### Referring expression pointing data
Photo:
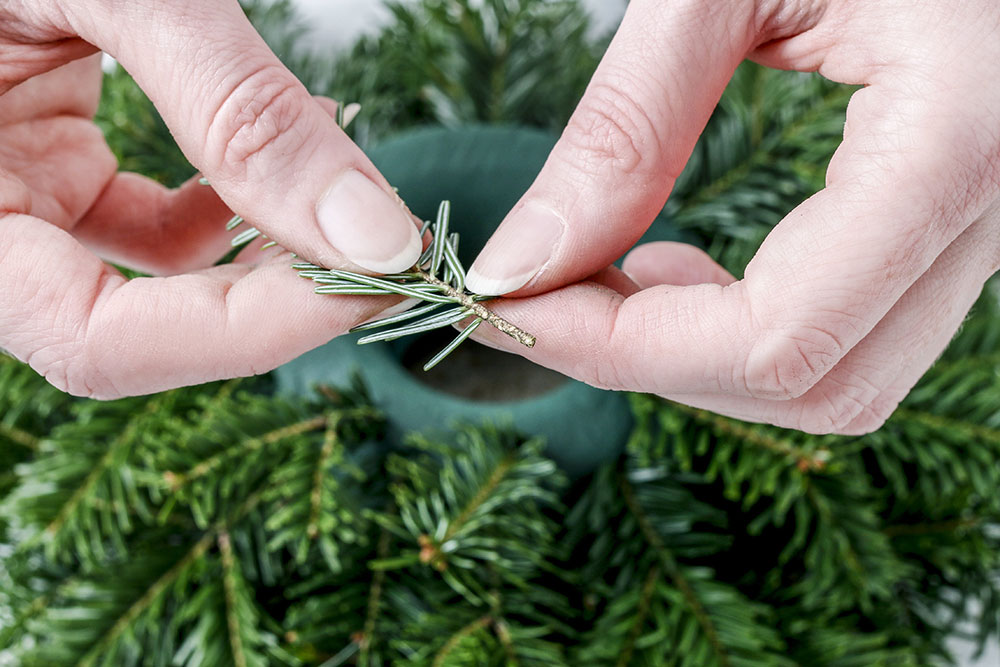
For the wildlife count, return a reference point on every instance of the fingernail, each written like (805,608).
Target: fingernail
(367,225)
(517,252)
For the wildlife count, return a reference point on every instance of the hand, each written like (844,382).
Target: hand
(271,152)
(851,297)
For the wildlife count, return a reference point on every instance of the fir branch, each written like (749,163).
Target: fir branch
(330,442)
(669,563)
(175,481)
(645,600)
(456,639)
(423,283)
(19,437)
(84,490)
(962,428)
(160,586)
(230,583)
(367,637)
(430,549)
(948,527)
(805,461)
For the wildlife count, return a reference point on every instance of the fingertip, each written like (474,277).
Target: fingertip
(672,263)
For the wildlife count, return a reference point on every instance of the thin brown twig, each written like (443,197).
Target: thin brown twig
(480,310)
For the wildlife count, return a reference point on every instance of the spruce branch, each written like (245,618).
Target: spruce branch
(19,437)
(437,278)
(669,562)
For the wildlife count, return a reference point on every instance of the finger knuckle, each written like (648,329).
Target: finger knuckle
(260,116)
(785,364)
(835,409)
(71,368)
(610,131)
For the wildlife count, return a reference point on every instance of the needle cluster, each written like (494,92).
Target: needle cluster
(436,281)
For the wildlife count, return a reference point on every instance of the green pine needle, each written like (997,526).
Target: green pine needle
(442,302)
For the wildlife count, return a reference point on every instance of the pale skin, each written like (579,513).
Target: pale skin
(846,304)
(851,297)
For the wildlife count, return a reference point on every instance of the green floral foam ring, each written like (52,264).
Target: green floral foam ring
(483,171)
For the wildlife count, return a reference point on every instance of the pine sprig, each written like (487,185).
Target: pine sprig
(438,278)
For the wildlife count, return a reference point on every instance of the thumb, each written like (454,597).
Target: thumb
(268,147)
(612,169)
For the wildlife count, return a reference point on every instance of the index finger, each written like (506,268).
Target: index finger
(90,332)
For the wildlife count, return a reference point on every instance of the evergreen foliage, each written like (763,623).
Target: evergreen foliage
(223,525)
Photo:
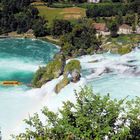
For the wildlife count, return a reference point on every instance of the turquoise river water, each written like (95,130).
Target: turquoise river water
(20,58)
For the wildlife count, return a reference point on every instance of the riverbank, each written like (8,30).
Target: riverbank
(122,44)
(30,35)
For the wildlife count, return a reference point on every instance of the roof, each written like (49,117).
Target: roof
(100,26)
(125,26)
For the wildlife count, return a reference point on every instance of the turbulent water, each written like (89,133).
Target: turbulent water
(19,59)
(114,74)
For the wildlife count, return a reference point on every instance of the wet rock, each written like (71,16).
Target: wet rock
(65,81)
(75,75)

### WHAT YOU WILL DO
Exact repeats of the lines from the first one in the data through the line containing "written like (474,277)." make up the answer. Pictures do not.

### RESPONSE TO THIS EXERCISE
Photo:
For the wildlife count, return a reference point on every instance of the fingernail, each written like (805,608).
Target: fingernail
(367,225)
(517,252)
For the wildlife count, return a reference point on every instance of the hand, each written like (844,382).
Target: hand
(271,152)
(851,297)
For the wildlife count, return a reference point on every instance of the fir branch, each written like (749,163).
Target: fir branch
(330,442)
(669,563)
(175,481)
(645,600)
(456,639)
(423,283)
(19,437)
(84,490)
(962,428)
(160,586)
(230,583)
(367,637)
(430,549)
(948,527)
(805,461)
For the wildlife count, return a reference point on every instance of the fingertip, each written like (474,277).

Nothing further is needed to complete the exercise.